*** Block opens ***

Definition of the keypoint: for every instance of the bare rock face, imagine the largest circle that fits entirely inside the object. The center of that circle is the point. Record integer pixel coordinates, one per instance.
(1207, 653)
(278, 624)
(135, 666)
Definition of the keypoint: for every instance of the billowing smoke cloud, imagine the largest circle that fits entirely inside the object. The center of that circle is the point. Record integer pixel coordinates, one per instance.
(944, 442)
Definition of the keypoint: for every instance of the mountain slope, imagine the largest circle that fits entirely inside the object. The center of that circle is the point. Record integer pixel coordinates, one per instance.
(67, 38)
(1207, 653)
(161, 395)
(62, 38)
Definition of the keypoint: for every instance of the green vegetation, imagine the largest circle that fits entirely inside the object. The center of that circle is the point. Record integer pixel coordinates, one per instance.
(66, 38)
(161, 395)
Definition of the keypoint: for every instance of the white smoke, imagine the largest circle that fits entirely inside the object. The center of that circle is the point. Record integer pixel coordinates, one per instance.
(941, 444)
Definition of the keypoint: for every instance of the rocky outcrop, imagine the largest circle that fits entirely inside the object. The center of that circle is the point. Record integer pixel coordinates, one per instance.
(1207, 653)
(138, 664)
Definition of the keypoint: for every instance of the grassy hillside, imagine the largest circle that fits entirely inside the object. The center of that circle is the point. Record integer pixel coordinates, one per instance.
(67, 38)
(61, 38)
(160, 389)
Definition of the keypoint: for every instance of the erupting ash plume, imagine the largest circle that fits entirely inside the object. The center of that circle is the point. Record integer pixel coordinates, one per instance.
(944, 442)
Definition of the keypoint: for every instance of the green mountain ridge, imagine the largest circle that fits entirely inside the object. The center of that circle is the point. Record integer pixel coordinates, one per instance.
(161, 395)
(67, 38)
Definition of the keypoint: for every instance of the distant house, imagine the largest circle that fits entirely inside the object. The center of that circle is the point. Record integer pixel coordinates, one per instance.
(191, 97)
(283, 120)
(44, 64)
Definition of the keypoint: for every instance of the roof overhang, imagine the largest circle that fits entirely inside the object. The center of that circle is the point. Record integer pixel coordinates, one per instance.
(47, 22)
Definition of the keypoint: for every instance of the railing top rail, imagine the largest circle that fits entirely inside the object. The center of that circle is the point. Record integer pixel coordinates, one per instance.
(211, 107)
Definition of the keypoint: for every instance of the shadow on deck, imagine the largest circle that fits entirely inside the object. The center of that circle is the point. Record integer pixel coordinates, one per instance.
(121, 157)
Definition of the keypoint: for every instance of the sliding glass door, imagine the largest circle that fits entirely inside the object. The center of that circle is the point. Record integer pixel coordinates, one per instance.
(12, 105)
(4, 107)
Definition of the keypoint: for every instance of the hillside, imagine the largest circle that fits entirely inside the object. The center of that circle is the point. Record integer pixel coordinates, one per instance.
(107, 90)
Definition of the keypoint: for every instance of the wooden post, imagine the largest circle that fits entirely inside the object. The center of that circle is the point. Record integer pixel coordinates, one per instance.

*** Block closes ***

* **Task directions**
Retype the entire listing word for word.

* **Answer box**
Definition of the keypoint: for every instance of the bare rock face, imagine the largest circle that fits entirely inside the object. The center of that circle is the point. Record integer pixel coordinates, one per instance.
(1207, 653)
(278, 624)
(135, 666)
Definition of the keypoint: for every instance of the billowing smoke cloud, imagine the largest circle that fits entirely inside the object. The center of that circle is the point. Record integer pixel coordinates, one per instance.
(944, 442)
Definition of the keypoint: for every instance of the mountain slope, imagine the largest circle that fits entirely inside the object. The center of that circle is the point. Record integer pixel coordinates, one per instance.
(67, 38)
(1207, 653)
(161, 395)
(62, 38)
Definition of the keypoint: for every instance of the green vegetation, imagine the largest circle that fits entirely inside the object. The center of that circle is the point. Record integer pixel coordinates, one per instance.
(66, 38)
(161, 395)
Definition of the keypoint: for every instance of the white smoke, imagine the largest circle that fits entirely inside the object. The center of that circle is the point. Record integer pixel coordinates, one per instance.
(941, 444)
Definition of the keypoint: for every instance of the rocky outcrop, imagine the largest circle that fits entirely inside the object. The center of that circle is the point. Record integer pixel coordinates, one per instance.
(1207, 653)
(138, 664)
Definition of the keypoint: for every instance of the grassy hillside, imagine the largest circle that fits entirely inside the object. The center of that circle is the point. Record integer pixel coordinates, one per instance.
(67, 38)
(61, 38)
(160, 389)
Definition of the keypoint: for every instance of the erupting ash plume, imagine the largest circle that fits entirely inside the object. The center of that circle is the point. Record integer pixel coordinates, one per instance.
(944, 442)
Definition of the keypoint: for every instance of the green mountain ridge, imagine the largest circle that fits entirely inside the object. The center of that circle is the point. Record integer pixel coordinates, one per instance.
(161, 395)
(67, 38)
Definition of the keypoint: for every instance of the distant house, imagine the largest circle that fits entirely inside the object. The center of that circle is the point. Record integer pixel coordinates, one per instance.
(191, 97)
(283, 120)
(44, 64)
Definition of the keypoint: for every instance of the roof overhang, imagine the largest circle that fits entirely inside the object. The center of that circle is the point. Record integer pixel coordinates, one per instance.
(47, 22)
Definition of the keypoint: for every instance of the railing top rail, imagine the largest circle that fits entirely inside the object. The center of that circle is the point. Record integer pixel coordinates, one per instance.
(211, 107)
Definition of the keypoint: for every instance of the shadow on deck, imagine the largest circle that fits entirely inside the object. The center of that circle is the point. Record integer pixel coordinates, one per instance.
(121, 157)
Definition of the keypoint: for every instance of the sliding glass door, imagine the largest circle that fits entirely inside the object. The center of that circle is the point. Record integer pixel coordinates, one per instance.
(12, 105)
(4, 107)
Definition of the keypoint: for every instance of the hillside, imagine the largest circle that fits entirely inside the object. The center of that circle is the point. Record integer pixel coordinates, one per instance.
(107, 90)
Definition of the keypoint: for every instance of the wooden post, imagine the largest circle that fits entirely inside the object. The center of that circle is the point. Record integer pixel coordinates, one per instance.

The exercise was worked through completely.